_Task instructions_.
Copy all the data exactly, except the pictures.

_Records supplied_.

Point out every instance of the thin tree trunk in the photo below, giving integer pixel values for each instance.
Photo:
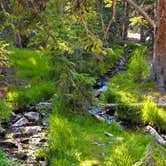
(160, 46)
(125, 22)
(105, 38)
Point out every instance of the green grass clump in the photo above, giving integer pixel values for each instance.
(4, 161)
(127, 88)
(24, 96)
(5, 111)
(153, 115)
(33, 71)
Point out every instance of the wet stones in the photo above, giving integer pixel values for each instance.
(32, 116)
(21, 122)
(25, 134)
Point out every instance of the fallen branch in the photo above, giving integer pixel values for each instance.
(154, 133)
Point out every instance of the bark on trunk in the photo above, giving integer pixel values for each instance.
(126, 22)
(160, 46)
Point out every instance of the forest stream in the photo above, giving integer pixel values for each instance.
(26, 131)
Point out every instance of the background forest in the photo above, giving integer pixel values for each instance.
(82, 82)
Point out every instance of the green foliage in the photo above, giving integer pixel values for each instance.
(153, 115)
(138, 69)
(71, 138)
(5, 111)
(121, 86)
(24, 96)
(75, 90)
(4, 161)
(33, 72)
(4, 61)
(154, 155)
(30, 64)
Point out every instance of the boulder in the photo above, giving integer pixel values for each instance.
(2, 132)
(32, 116)
(31, 130)
(21, 122)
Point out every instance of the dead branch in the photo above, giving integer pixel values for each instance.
(155, 134)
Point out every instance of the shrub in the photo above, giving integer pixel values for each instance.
(75, 91)
(153, 115)
(5, 111)
(24, 96)
(30, 64)
(126, 88)
(4, 161)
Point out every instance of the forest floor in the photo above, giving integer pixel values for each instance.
(64, 138)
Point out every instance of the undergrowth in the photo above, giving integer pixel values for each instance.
(80, 140)
(129, 87)
(33, 72)
(4, 161)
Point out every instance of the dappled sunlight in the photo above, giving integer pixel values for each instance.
(33, 61)
(90, 163)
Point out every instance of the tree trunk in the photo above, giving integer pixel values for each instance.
(160, 46)
(126, 22)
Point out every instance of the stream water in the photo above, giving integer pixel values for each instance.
(102, 85)
(26, 131)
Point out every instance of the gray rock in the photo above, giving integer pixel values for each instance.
(2, 132)
(32, 116)
(108, 134)
(17, 117)
(8, 143)
(21, 122)
(31, 130)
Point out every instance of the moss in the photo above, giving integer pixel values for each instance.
(71, 138)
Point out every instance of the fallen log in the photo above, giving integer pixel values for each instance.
(156, 135)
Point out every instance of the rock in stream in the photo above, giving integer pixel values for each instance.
(23, 137)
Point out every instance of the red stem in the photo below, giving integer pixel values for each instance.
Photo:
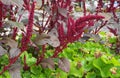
(84, 7)
(1, 13)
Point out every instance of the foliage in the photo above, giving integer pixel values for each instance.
(34, 32)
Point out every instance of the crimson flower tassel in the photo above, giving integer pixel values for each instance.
(1, 14)
(87, 18)
(26, 38)
(14, 33)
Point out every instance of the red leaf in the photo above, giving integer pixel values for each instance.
(114, 31)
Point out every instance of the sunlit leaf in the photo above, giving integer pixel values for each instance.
(64, 64)
(10, 42)
(48, 63)
(106, 15)
(14, 70)
(2, 51)
(14, 52)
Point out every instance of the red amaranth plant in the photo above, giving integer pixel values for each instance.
(57, 28)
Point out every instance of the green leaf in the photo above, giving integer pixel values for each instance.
(75, 71)
(36, 70)
(91, 75)
(19, 25)
(102, 67)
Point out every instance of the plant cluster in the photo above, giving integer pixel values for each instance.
(32, 28)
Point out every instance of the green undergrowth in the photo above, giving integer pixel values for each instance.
(87, 60)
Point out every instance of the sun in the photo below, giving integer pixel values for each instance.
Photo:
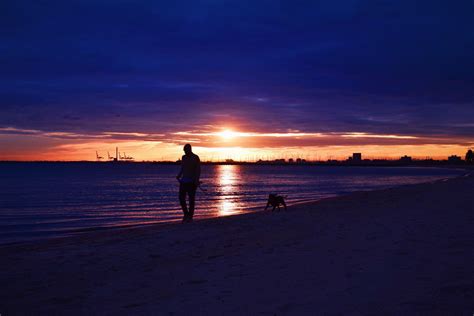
(227, 134)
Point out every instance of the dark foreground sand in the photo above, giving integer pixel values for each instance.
(402, 251)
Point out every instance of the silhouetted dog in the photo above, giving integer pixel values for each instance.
(275, 201)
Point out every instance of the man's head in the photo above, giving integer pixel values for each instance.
(187, 149)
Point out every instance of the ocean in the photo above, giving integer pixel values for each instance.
(45, 200)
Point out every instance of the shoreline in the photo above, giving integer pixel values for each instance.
(123, 228)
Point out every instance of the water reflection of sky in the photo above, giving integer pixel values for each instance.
(228, 177)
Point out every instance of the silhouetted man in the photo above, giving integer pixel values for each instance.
(188, 178)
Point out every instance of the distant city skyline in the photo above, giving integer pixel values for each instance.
(236, 79)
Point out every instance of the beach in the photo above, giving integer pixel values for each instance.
(399, 251)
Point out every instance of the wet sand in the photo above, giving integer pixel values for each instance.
(406, 250)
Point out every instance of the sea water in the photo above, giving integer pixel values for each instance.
(42, 200)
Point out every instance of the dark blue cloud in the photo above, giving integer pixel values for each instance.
(402, 67)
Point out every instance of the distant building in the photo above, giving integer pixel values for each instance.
(406, 159)
(356, 157)
(454, 159)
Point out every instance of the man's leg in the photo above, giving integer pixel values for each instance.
(192, 198)
(182, 198)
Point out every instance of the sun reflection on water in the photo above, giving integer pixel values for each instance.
(228, 176)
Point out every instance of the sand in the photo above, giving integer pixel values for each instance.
(401, 251)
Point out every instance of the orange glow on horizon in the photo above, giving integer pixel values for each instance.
(33, 145)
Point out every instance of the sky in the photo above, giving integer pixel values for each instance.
(238, 80)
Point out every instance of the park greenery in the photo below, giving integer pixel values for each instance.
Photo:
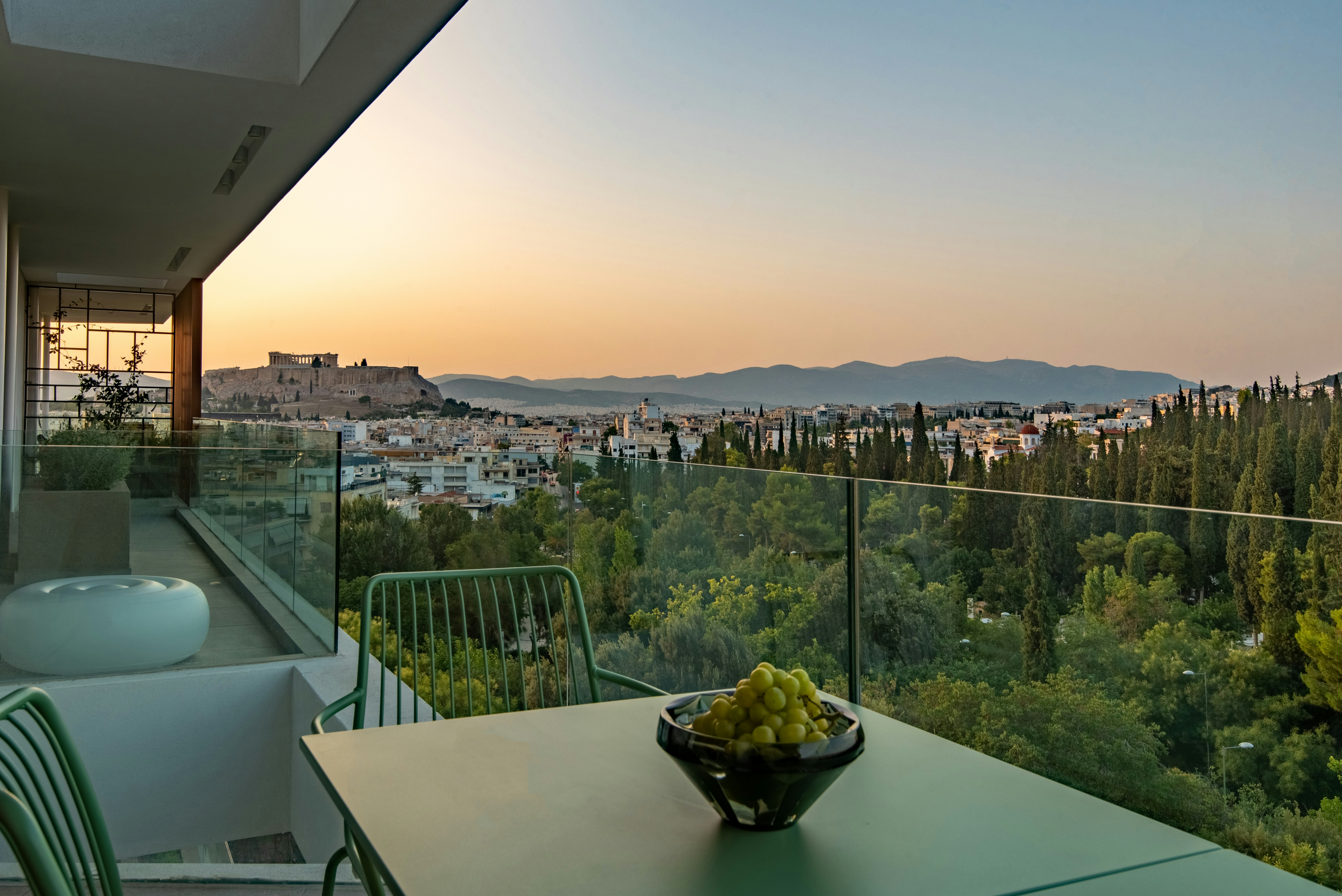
(1046, 611)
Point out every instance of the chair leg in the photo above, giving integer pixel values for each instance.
(361, 866)
(329, 878)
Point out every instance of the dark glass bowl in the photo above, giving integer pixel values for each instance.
(761, 786)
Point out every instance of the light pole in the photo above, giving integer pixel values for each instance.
(1243, 745)
(1207, 718)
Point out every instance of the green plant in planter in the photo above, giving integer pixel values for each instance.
(84, 461)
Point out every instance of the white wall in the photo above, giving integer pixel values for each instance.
(190, 757)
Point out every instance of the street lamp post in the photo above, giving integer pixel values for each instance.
(1207, 719)
(1243, 745)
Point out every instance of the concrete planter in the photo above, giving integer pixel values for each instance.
(73, 533)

_Worked answer_.
Point out every instance of the thin tree trunk in the photo below, giving integer pixel values for each instance.
Photo:
(160, 46)
(125, 22)
(105, 38)
Point out every instance of the green grass clump in the photo above, giving integer pixel values for each instance.
(4, 161)
(127, 88)
(24, 96)
(5, 111)
(153, 115)
(33, 71)
Point out every instance of the wet stones in the photo above, giving integer pixel values for each instance.
(32, 116)
(21, 122)
(25, 134)
Point out every instance of the fallen branch in the photo above, giving integer pixel values for each instance.
(154, 133)
Point out every instance of the bark on trunk in the photo above, giving integer pixel values for each instance.
(126, 22)
(160, 46)
Point out every instance of the forest stream in the photo above, giving integer pixel values for each instance.
(26, 131)
Point out every instance of the background forest in the photo above, giving integer pixel values for each instance.
(82, 82)
Point out every instance of the green foliage in the photo above, giving integer pixel values for each instance.
(153, 115)
(138, 69)
(71, 138)
(5, 111)
(121, 86)
(24, 96)
(75, 90)
(4, 161)
(33, 72)
(4, 61)
(154, 155)
(30, 64)
Point out every instance of the boulder in the photo above, giving integer pixel values for each instance.
(2, 132)
(32, 116)
(31, 130)
(21, 122)
Point out every instance of the dead branch in the photo above, giving integer pixel values for each instance.
(155, 134)
Point out every instance of the shrub in the photo above, giving integer pixel values for each instance.
(75, 91)
(153, 115)
(5, 111)
(24, 96)
(30, 64)
(126, 88)
(4, 161)
Point out every instance of the forest floor in the photo above, giving integer pixel values for each instance.
(64, 138)
Point out every instance of the undergrowth in the photo above, giving integer pixel values for each instance.
(80, 140)
(129, 87)
(33, 72)
(4, 161)
Point out every instance of the dappled sunlight in the photo above, giving integer pixel values for each instance.
(33, 61)
(90, 163)
Point out every instance of the tree trunk in the photo above, giving integer pixel values for each instance.
(160, 46)
(126, 22)
Point out every instance of the stream water in the photo above, giving integer pixel values for each instance.
(102, 85)
(26, 131)
Point out every instance of the gray rock in the photo above, giving integer pixel values for each instance.
(2, 132)
(32, 116)
(108, 134)
(17, 117)
(8, 143)
(21, 122)
(31, 130)
Point out every instance of the moss in the photo above, giving integer pixel values for each instance.
(71, 138)
Point out every instance of the fallen log in the photo above, giving integer pixel values for each instance.
(156, 135)
Point out every instance of the rock in stream in the photo above, giving integer pixel values for each instance.
(23, 137)
Point out every instance of the red stem in the photo below, giving integer pixel values for each instance.
Photo:
(84, 7)
(1, 13)
Point out every instance of the foliage in the photo above, giving integer pixel values for each instance.
(34, 32)
Point out every instance of the crimson flower tassel in the photo above, giving integer pixel values for each instance.
(1, 14)
(87, 18)
(26, 38)
(14, 33)
Point out every instance of the red leaf in the photo above, giving integer pixel values for each instance.
(114, 31)
Point out every instance of the sunlit leaf in the photo above, giving integer pixel values for each instance.
(64, 64)
(10, 42)
(48, 63)
(106, 15)
(14, 70)
(2, 51)
(14, 52)
Point out every instance of the red amaranth plant in the photo above, giving integer pixel values for each instance.
(57, 28)
Point out every instance of the green leaf in the photo above, giving integer pixel values for each instance.
(75, 71)
(36, 70)
(91, 75)
(19, 25)
(102, 67)
Point out every instance of the plant cluster in the photo above, giving integer pixel values for each instance.
(32, 28)
Point out every instance of the green undergrowth in the photo above, giving integer pixel values for each instance.
(87, 60)
Point out every instance of the sun in the photo below, giving integer pixel values for each instance.
Photo:
(227, 134)
Point out every instance of the dark foreground sand in the photo above, giving integer pixel values for each instance.
(402, 251)
Point out every instance of the silhouetted dog in the photo above, giving integer pixel values for each instance.
(275, 201)
Point out every instance of the man's head in the photo above, giving integer pixel values for each instance.
(187, 149)
Point out every instance of the ocean in the photo above, giving integer pixel values for each instance.
(45, 200)
Point out every instance of the shoreline in the photo above, giving integer pixel values for each instance.
(123, 228)
Point out every instance of the water reflection of sky in the photo above, giving integer pixel values for each instance.
(228, 177)
Point out every instance of the silhouetted man in the photo above, giving integer pixel values for each instance.
(188, 178)
Point out every instance of the distant city skyline in the photo above, giving integer pixel values for each instance.
(236, 79)
Point out every instance of the beach in the photo above, giving integer pixel values for each instance.
(399, 251)
Point out every instance of the wet sand in the photo above, giving integer pixel values for each instance.
(406, 250)
Point out every instance of the sea water in the photo above, giving integer pixel values for each instance.
(42, 200)
Point out every instance of the dark blue cloud in the photo above, giving integer pixel values for each instance.
(402, 67)
Point out every instance of the distant building in the photo above, giving integer pixel values for each instance.
(406, 159)
(356, 157)
(454, 159)
Point out every instance of the man's leg in the photo above, giving integer pixel values for each instance.
(192, 198)
(182, 198)
Point out every instance of the sun reflection on water in the photo above, giving integer pixel values for each instance.
(228, 176)
Point out every instance of the sand in the photo above, giving integer pixel values for each instance.
(401, 251)
Point out every instance of the orange glow on horizon in the photo above, giving integer pixel values for each instance.
(33, 145)
Point out every instance of the sky in the photo above, giving integer pixel values for each instance.
(238, 80)
Point out every instance of the park greenery in the photo below, giving integer pixel values for each instance.
Photo:
(1046, 611)
Point out every instance of the chair leg in the photo above, giving integer pixel values for each instance.
(361, 866)
(329, 878)
Point out every instance of the dark glass bowl in the photo above, giving integer pixel values for each instance.
(761, 786)
Point out every instance of the light pole in the photo above, giving integer pixel values for each instance.
(1243, 745)
(1207, 718)
Point out every instance of the green plant in planter in the photo above, giving integer pixel values for each instance.
(84, 461)
Point out every instance of the white wall in the photo above, giving integer pixel values for each instance.
(190, 757)
Point out every instance of the street lamp post in the photo above, giving integer pixel values for each instance.
(1207, 719)
(1243, 745)
Point out every instance of the concrete planter in the photo above, giving integer pixel values for each instance.
(73, 533)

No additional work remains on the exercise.